## Exercise objective
Scale every line from the start of the entries through the line containing "(0, 144), (99, 200)", both ends included, and reproduce them with the requests. Multiply each bounding-box coordinate in the answers by 1.65 and round to a whole number, with halves rounded up. Leave the requests and their format samples unchanged, and omit the pictures.

## Information provided
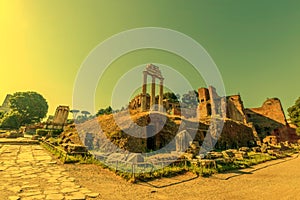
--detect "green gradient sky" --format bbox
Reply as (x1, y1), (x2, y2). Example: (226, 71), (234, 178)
(0, 0), (300, 114)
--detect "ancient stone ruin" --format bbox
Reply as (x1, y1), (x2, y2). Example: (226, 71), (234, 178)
(46, 106), (70, 129)
(141, 64), (164, 111)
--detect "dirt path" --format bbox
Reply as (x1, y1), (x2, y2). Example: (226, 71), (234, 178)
(65, 156), (300, 200)
(0, 144), (98, 200)
(0, 141), (300, 200)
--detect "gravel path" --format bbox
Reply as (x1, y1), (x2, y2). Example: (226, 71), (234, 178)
(0, 145), (98, 200)
(65, 152), (300, 200)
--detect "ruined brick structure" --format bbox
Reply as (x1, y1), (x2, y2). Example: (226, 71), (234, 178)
(247, 98), (287, 125)
(198, 86), (247, 124)
(245, 98), (299, 142)
(46, 106), (70, 129)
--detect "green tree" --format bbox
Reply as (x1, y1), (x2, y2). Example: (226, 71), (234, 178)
(288, 97), (300, 134)
(9, 92), (48, 125)
(0, 111), (21, 129)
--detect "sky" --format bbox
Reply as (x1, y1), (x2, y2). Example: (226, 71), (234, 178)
(0, 0), (300, 114)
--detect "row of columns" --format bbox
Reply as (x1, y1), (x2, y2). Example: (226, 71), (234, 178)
(142, 71), (164, 111)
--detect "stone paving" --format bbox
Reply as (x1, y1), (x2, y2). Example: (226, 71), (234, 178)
(0, 144), (99, 200)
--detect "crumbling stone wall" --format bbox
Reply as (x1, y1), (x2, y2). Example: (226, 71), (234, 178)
(226, 95), (247, 124)
(248, 98), (287, 125)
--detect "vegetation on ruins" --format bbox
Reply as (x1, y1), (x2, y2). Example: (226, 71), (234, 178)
(96, 106), (113, 116)
(0, 92), (48, 129)
(288, 97), (300, 135)
(163, 92), (180, 103)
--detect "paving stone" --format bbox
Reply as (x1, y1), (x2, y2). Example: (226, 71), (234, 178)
(65, 192), (86, 200)
(46, 194), (64, 200)
(0, 145), (99, 200)
(85, 192), (99, 198)
(20, 191), (42, 197)
(22, 194), (46, 200)
(61, 188), (78, 193)
(8, 196), (21, 200)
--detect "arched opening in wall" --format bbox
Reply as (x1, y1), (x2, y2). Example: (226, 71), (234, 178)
(206, 103), (211, 116)
(147, 125), (155, 151)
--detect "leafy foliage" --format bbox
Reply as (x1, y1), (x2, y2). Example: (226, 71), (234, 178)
(0, 111), (21, 129)
(9, 92), (48, 125)
(288, 97), (300, 134)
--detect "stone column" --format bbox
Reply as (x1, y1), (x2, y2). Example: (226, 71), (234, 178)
(141, 71), (147, 111)
(150, 76), (155, 108)
(158, 79), (164, 112)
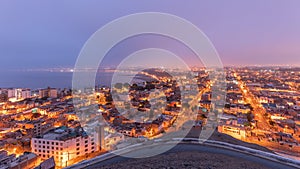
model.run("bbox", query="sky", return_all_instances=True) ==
[0,0,300,70]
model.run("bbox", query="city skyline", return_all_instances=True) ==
[0,1,300,71]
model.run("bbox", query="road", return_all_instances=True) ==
[234,73,270,131]
[79,143,294,169]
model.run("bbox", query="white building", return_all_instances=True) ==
[39,88,58,98]
[31,126,97,167]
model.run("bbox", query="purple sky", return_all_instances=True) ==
[0,0,300,70]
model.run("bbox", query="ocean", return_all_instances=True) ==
[0,71,113,89]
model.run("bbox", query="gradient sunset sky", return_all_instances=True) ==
[0,0,300,70]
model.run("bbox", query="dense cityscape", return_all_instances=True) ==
[0,67,300,169]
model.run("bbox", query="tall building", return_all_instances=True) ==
[31,126,97,167]
[0,89,8,103]
[95,123,105,150]
[39,88,58,98]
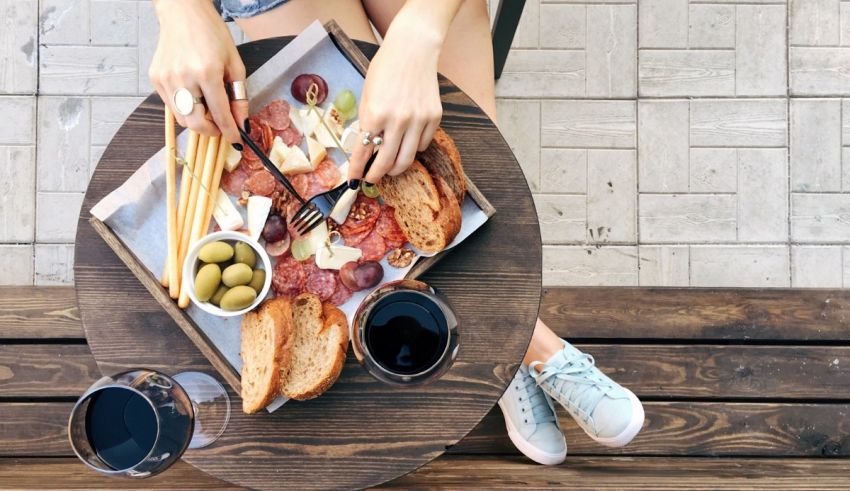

## Solution to this exercise
--detect "green gradient sky" --format bbox
Reply as (x1, y1), (x2, y2). Example: (226, 71), (234, 178)
(0, 0), (495, 188)
--detect "ancient stone ruin" --format bbox
Reply as (x1, y1), (x2, y2). Example: (226, 71), (234, 178)
(76, 175), (116, 213)
(233, 106), (271, 183)
--detect "dirt path" --format bbox
Reply as (x1, y1), (x2, y2). Example: (226, 71), (234, 178)
(107, 257), (495, 330)
(0, 238), (162, 330)
(0, 233), (495, 330)
--detect "gravel path" --format bbox
Reply as (x1, y1), (x2, y2). Example: (226, 71), (234, 178)
(0, 239), (162, 330)
(107, 251), (495, 330)
--detect "ruined brick structure" --format bbox
Reply as (x1, y1), (x2, y2). Example: (226, 71), (234, 178)
(408, 162), (474, 206)
(327, 142), (408, 205)
(404, 162), (493, 234)
(76, 175), (116, 213)
--detect "green tree" --format bbox
Reply as (x1, y1), (x2, y2). Example: (226, 71), (234, 178)
(475, 160), (495, 221)
(15, 152), (79, 206)
(0, 183), (35, 213)
--detect "sky" --format bbox
Reply as (x1, y1), (x2, y2). Example: (226, 71), (234, 178)
(0, 0), (495, 188)
--detect "row of columns" --format bbox
Reply as (x1, y1), (x2, y2). Example: (226, 71), (234, 178)
(234, 117), (271, 183)
--detect "stone paving" --format bbox
Reply as (x1, y1), (x2, y2). Example: (226, 71), (234, 178)
(0, 238), (163, 330)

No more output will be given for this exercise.